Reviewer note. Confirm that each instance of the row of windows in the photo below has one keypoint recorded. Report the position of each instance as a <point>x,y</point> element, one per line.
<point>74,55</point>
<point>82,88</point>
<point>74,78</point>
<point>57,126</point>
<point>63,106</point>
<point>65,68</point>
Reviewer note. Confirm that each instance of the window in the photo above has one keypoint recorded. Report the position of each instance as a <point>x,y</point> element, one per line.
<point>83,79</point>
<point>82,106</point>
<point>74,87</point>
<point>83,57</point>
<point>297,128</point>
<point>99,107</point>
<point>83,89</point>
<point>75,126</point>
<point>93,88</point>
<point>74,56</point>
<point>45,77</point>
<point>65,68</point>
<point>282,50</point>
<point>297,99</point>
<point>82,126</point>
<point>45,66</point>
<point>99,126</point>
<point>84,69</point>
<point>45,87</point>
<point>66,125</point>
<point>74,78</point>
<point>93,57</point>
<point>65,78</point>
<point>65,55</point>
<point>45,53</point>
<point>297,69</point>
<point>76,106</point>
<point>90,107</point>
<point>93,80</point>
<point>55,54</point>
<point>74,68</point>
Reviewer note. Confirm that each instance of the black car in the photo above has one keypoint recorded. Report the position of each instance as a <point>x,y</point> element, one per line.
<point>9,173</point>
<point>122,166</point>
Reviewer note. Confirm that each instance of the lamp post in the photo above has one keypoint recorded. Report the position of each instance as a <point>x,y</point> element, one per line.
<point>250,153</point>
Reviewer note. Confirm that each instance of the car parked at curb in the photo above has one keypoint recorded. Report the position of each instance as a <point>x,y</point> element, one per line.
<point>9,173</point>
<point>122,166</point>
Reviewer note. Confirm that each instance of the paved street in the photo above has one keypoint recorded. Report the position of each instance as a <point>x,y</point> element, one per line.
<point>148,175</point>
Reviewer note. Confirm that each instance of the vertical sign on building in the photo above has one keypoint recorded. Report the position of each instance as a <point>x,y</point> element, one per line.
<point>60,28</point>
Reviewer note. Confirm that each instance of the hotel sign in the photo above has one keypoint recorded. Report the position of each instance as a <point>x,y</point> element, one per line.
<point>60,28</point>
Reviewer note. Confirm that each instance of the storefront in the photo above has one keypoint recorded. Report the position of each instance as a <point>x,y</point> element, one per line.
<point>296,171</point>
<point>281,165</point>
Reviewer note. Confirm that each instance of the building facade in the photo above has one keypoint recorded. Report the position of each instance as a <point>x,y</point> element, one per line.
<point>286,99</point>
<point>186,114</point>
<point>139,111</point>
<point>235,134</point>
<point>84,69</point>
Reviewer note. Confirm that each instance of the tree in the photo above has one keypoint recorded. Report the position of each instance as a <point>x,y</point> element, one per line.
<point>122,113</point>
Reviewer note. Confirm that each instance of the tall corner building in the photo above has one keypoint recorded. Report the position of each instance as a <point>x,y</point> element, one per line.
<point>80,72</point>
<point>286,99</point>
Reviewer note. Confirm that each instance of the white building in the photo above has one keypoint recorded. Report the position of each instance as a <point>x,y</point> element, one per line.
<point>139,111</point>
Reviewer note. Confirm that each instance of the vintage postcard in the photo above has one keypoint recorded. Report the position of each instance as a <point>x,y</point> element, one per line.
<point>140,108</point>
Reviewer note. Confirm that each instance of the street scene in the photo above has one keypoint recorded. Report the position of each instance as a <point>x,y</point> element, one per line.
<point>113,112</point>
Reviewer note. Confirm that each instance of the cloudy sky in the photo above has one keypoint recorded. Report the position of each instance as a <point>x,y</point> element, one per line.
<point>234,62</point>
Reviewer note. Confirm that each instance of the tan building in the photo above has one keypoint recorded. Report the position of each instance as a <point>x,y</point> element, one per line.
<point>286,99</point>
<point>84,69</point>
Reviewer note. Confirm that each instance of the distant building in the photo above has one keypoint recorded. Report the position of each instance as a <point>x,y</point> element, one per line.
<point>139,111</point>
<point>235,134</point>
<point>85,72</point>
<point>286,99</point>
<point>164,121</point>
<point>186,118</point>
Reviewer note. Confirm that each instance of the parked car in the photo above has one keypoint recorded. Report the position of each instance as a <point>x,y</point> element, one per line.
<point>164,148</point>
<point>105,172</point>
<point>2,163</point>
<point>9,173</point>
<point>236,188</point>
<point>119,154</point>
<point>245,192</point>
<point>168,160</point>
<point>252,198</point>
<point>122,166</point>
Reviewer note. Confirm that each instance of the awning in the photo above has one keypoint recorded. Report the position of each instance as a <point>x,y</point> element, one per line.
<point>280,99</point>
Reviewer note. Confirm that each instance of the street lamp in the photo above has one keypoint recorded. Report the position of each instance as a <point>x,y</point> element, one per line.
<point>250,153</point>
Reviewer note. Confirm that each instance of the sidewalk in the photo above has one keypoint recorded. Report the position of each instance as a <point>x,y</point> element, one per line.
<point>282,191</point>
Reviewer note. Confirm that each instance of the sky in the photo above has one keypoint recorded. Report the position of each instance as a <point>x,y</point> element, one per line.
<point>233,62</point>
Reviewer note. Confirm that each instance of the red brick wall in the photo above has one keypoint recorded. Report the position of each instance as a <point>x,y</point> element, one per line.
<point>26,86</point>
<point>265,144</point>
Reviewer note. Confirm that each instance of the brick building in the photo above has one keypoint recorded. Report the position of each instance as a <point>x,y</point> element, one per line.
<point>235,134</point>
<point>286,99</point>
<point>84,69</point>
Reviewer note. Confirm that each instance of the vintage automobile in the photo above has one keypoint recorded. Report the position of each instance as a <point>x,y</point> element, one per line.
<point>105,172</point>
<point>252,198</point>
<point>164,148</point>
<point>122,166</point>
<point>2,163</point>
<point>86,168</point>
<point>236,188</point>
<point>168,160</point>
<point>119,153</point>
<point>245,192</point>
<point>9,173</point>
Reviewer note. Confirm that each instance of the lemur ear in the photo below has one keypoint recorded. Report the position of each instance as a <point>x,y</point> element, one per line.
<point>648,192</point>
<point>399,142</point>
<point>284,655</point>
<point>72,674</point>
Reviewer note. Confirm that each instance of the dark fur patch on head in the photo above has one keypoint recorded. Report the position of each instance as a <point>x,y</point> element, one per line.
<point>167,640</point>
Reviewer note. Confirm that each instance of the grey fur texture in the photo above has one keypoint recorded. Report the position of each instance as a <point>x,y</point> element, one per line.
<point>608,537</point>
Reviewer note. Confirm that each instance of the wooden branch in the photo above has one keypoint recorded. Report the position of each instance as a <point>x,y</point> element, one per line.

--- --- ---

• [EXERCISE] Word for word, restate all of the data shown above.

• [RESPONSE AREA]
Reviewer note. Confirm that each instance of the row of windows in the photo below has one keypoint recorded. Report the position of each instance as a <point>x,y</point> element, one per line.
<point>74,55</point>
<point>82,88</point>
<point>74,78</point>
<point>57,126</point>
<point>63,106</point>
<point>65,68</point>
Reviewer note. Confirm that each instance of the window in the photo above has one keypoint recorded. Report the position of each instance as a <point>x,y</point> element, one per line.
<point>83,79</point>
<point>82,106</point>
<point>74,87</point>
<point>83,57</point>
<point>297,128</point>
<point>99,107</point>
<point>83,89</point>
<point>75,126</point>
<point>93,88</point>
<point>74,56</point>
<point>45,77</point>
<point>65,68</point>
<point>282,50</point>
<point>297,99</point>
<point>82,126</point>
<point>45,66</point>
<point>99,126</point>
<point>84,69</point>
<point>45,87</point>
<point>66,125</point>
<point>74,78</point>
<point>93,57</point>
<point>65,78</point>
<point>65,55</point>
<point>45,53</point>
<point>297,69</point>
<point>76,106</point>
<point>90,107</point>
<point>93,80</point>
<point>55,54</point>
<point>74,68</point>
Reviewer note. Confirm that each instance of the black car in the photo above has one keypoint recorded. Report the position of each instance as a <point>x,y</point> element, one per line.
<point>9,173</point>
<point>122,166</point>
Reviewer note. Confirm that each instance of the lamp post in the photo above has one keypoint recorded. Report the position of each instance as a <point>x,y</point> element, one per line.
<point>250,153</point>
Reviewer note. Confirm that each instance of the car parked at curb in the photo above has one keypoint recorded. Report the position of each instance as a <point>x,y</point> element, one per line.
<point>9,173</point>
<point>122,166</point>
Reviewer note. Confirm that each instance of the paved street in the photo above has one keypoint recorded. Report the position of each instance as a <point>x,y</point> element, one per line.
<point>148,175</point>
Reviewer note. Confirm that each instance of the vertical sign on building in the photo above has one keypoint recorded. Report the position of each instance as a <point>x,y</point> element, one per line.
<point>60,28</point>
Reviewer note. Confirm that each instance of the hotel sign in the photo above has one keypoint recorded. Report the position of each instance as a <point>x,y</point> element, one per line.
<point>60,28</point>
Reviewer note. Confirm that each instance of the storefront in the photo above has one keypoint recorded. Report the position of each instance as a <point>x,y</point> element, one per line.
<point>296,171</point>
<point>281,165</point>
Reviewer note. Confirm that each instance of the building facade in the photo above has one keypoint recorded. Report the position of each instance as a <point>x,y</point> element, one per line.
<point>286,99</point>
<point>186,114</point>
<point>139,111</point>
<point>235,134</point>
<point>84,69</point>
Reviewer note. Confirm that each instance of the tree in the photo above has one keypoint recorded. Report the position of each instance as a <point>x,y</point> element, one per line.
<point>122,113</point>
Reviewer note. Confirm that each instance of the tall corner building in the photo above has one keypoint recorded. Report the position of each instance as a <point>x,y</point> element, one per line.
<point>80,72</point>
<point>286,99</point>
Reviewer note. Confirm that each instance of the white building in the photo above has one keypoint recorded. Report the position of each instance as a <point>x,y</point> element, one per line.
<point>139,111</point>
Reviewer note. Confirm that each instance of the vintage postcard in the photo above has one keypoint recorded. Report the position of each instance as a <point>x,y</point> element, one per line.
<point>140,108</point>
Reviewer note. Confirm that each instance of the street scene in the photo above has one keypoint recorded. Report the position of each instance as a <point>x,y</point> element, one per line.
<point>113,112</point>
Reviewer note. Confirm that each instance of the cloudy sky in the photo above has one keypoint recorded. Report the position of each instance as a <point>x,y</point> element, one per line.
<point>234,62</point>
Reviewer note. Confirm that each instance of the tan building in the photo above has one keypoint recorded. Report the position of each instance as a <point>x,y</point> element, one per line.
<point>286,99</point>
<point>84,69</point>
Reviewer note. Confirm that each instance of the distant building in the photo above has one keypoint recorded. Report the position of each instance as a <point>x,y</point> element, one per line.
<point>139,111</point>
<point>235,134</point>
<point>85,72</point>
<point>286,99</point>
<point>164,121</point>
<point>186,118</point>
Reviewer note. Confirm that each instance of the parked car in the photo above has one keypoint recorded. Report the position of each instance as a <point>x,y</point> element, one per line.
<point>164,148</point>
<point>105,172</point>
<point>2,163</point>
<point>9,173</point>
<point>236,188</point>
<point>119,154</point>
<point>245,192</point>
<point>168,160</point>
<point>252,198</point>
<point>122,166</point>
Reviewer note. Confirm that each instance of the awning in the photo above has one keypoint recorded. Report the position of each instance as a <point>x,y</point> element, one per line.
<point>280,99</point>
Reviewer note. Confirm that each instance of the street lamp in the photo above has one keypoint recorded. Report the position of each instance as a <point>x,y</point> element, one per line.
<point>250,153</point>
Reviewer note. Confirm that each instance of the sidewalk in the photo above has one keypoint recorded. Report the position of each instance as a <point>x,y</point> element, one per line.
<point>282,191</point>
Reviewer note. Confirm that each instance of the sky in the photo above has one keypoint recorded. Report the position of each instance as a <point>x,y</point> element, one per line.
<point>233,62</point>
Reviewer note. Confirm that each instance of the red brick wall in the photo above has one keypoint recorded. Report the position of each instance as a <point>x,y</point> element, one per line.
<point>26,86</point>
<point>265,144</point>
Reviewer note. Confirm that each instance of the brick building in the photo above has one keypoint recorded. Report the position of each instance as a <point>x,y</point> element, one per line.
<point>235,134</point>
<point>286,99</point>
<point>84,69</point>
Reviewer note. Confirm that each instance of the vintage automobile in the photo above has one keypoint recorded. Report the position of each instance as a <point>x,y</point> element, one per line.
<point>105,172</point>
<point>252,198</point>
<point>164,148</point>
<point>122,166</point>
<point>2,163</point>
<point>86,168</point>
<point>236,188</point>
<point>168,160</point>
<point>119,153</point>
<point>245,192</point>
<point>9,173</point>
Reviewer note. Confirm that each instance of the lemur ear in the photo below has one keypoint recorded. Report the position of each instance as a <point>x,y</point> element, one per line.
<point>648,192</point>
<point>399,142</point>
<point>284,655</point>
<point>72,674</point>
Reviewer note. Confirm that each instance of the dark fur patch on head in the photo above has one keypoint recorded. Report the position of each instance as a <point>x,y</point> element, one per line.
<point>167,640</point>
Reviewer note. Confirm that each instance of the grey fur texture in the photo above has one keypoint recorded. Report the position of each instance as a <point>x,y</point> element, one per line.
<point>608,537</point>
Reviewer note. Confirm that each instance of the wooden branch in the photo above has one keypoint recorded. Report the position of each instance as a <point>x,y</point> element, one per line.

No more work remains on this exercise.